Entries from a collection
start
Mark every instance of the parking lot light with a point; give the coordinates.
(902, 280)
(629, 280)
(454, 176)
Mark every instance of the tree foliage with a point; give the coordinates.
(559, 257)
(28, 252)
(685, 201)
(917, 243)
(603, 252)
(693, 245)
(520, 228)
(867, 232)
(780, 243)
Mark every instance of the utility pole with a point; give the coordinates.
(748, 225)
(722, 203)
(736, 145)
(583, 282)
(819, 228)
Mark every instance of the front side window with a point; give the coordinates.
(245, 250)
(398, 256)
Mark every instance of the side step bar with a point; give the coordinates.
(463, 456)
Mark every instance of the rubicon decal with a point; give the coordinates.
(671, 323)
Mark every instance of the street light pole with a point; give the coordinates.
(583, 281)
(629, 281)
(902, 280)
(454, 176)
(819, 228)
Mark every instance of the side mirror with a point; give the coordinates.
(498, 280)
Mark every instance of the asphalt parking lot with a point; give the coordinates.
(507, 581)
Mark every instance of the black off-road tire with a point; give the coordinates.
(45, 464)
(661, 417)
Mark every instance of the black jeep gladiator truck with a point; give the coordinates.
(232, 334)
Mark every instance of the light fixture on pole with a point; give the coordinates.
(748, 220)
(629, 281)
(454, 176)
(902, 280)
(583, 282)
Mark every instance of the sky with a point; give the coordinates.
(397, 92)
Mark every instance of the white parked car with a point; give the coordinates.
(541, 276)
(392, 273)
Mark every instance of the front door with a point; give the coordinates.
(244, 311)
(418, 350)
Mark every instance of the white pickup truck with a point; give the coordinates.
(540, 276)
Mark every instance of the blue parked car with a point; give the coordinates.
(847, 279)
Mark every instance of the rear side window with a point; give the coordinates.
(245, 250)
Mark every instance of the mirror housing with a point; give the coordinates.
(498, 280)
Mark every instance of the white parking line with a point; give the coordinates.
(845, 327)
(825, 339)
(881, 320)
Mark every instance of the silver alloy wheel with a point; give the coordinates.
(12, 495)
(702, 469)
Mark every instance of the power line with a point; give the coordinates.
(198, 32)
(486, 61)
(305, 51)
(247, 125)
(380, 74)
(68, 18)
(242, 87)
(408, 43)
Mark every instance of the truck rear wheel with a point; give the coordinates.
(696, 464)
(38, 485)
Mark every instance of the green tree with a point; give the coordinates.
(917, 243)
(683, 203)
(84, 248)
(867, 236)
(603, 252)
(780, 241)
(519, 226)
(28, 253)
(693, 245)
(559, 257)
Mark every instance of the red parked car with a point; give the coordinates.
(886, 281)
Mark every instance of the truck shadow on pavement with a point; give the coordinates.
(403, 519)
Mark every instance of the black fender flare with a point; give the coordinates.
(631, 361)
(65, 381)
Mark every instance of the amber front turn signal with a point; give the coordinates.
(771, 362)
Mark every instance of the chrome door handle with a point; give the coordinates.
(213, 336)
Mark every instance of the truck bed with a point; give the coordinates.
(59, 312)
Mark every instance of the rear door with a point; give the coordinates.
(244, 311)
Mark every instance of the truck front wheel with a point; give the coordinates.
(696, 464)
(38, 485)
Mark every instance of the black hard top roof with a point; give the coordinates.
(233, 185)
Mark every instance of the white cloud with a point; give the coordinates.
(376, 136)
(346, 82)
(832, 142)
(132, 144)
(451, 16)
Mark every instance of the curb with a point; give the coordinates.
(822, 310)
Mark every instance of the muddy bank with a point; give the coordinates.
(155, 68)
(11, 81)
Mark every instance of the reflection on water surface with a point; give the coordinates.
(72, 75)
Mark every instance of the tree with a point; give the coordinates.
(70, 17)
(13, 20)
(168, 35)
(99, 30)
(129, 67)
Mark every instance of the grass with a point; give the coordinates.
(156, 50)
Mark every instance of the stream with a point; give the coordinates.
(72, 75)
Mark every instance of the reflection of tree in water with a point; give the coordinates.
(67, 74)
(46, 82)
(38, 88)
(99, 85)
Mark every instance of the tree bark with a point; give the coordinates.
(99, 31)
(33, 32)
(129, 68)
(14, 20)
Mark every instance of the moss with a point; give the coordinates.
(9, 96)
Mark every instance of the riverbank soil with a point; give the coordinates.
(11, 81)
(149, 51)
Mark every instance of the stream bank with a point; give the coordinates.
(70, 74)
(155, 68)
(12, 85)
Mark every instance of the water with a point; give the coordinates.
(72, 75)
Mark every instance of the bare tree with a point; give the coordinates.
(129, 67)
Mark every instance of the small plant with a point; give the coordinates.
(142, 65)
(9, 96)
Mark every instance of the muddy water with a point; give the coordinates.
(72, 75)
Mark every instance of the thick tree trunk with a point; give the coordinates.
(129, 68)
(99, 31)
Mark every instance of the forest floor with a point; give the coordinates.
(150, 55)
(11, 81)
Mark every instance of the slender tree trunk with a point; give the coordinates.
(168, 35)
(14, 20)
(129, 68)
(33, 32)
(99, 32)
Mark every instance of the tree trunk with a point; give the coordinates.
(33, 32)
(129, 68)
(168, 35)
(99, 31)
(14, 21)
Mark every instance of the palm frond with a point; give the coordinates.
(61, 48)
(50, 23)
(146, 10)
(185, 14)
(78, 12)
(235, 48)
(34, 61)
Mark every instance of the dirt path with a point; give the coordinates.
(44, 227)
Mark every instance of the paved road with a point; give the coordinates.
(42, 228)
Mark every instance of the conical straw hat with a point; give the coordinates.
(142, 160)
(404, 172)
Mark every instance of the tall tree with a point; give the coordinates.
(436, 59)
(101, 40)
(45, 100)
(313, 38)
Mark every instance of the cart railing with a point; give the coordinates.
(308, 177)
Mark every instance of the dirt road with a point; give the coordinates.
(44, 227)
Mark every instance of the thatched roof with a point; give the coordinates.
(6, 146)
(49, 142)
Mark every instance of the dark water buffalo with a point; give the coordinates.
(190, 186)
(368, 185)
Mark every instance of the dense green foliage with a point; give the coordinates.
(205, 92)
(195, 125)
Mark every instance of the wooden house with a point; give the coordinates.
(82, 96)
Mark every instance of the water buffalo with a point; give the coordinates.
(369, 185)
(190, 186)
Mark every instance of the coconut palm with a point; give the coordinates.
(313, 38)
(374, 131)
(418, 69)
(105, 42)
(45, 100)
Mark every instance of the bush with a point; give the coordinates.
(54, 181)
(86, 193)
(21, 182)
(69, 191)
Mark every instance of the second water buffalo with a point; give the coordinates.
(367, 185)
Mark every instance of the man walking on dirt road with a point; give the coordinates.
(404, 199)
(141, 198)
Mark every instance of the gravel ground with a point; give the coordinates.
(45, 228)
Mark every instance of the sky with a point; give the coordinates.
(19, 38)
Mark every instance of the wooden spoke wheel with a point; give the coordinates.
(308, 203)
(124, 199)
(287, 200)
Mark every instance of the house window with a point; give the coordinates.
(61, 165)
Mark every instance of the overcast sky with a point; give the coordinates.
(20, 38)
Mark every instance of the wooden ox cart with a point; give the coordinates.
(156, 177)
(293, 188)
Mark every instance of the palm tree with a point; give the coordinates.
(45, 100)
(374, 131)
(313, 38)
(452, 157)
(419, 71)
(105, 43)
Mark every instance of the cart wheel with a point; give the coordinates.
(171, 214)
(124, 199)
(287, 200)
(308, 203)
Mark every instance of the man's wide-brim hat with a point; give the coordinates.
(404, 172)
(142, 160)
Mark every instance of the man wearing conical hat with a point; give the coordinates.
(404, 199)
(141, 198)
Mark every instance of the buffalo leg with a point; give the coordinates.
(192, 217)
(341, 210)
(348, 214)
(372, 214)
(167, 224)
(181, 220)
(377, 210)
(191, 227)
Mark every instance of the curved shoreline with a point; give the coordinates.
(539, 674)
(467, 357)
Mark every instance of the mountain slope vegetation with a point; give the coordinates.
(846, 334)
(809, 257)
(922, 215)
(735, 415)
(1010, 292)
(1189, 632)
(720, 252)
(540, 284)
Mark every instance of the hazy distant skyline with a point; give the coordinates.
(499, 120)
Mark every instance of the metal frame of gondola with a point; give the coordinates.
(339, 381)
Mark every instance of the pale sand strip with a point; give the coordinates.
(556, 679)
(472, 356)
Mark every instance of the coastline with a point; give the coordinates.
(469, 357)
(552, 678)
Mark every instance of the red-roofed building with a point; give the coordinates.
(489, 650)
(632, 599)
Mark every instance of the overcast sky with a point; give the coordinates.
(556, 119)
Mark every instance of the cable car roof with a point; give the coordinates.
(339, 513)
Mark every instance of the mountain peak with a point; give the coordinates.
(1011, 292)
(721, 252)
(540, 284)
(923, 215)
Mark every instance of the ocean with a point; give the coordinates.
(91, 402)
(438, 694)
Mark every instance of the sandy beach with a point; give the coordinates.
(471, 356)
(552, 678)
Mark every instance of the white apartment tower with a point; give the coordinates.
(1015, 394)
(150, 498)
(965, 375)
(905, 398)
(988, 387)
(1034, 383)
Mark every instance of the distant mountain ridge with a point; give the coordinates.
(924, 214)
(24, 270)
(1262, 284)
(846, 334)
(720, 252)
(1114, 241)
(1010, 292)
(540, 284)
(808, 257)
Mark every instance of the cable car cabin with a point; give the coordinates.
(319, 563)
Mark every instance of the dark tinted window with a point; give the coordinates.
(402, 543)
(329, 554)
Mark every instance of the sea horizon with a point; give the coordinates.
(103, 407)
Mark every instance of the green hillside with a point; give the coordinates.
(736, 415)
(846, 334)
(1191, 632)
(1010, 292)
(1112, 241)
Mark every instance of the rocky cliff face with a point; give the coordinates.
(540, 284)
end
### What you will do
Starting at the line containing "Mark every instance of the rocky" and running through the end of the entries, rewrite those lines with "rocky cliff face" replaced by "rock ledge", leaving everything else unchanged.

### Solution
Mark every instance of the rock ledge with a point; give the coordinates.
(540, 284)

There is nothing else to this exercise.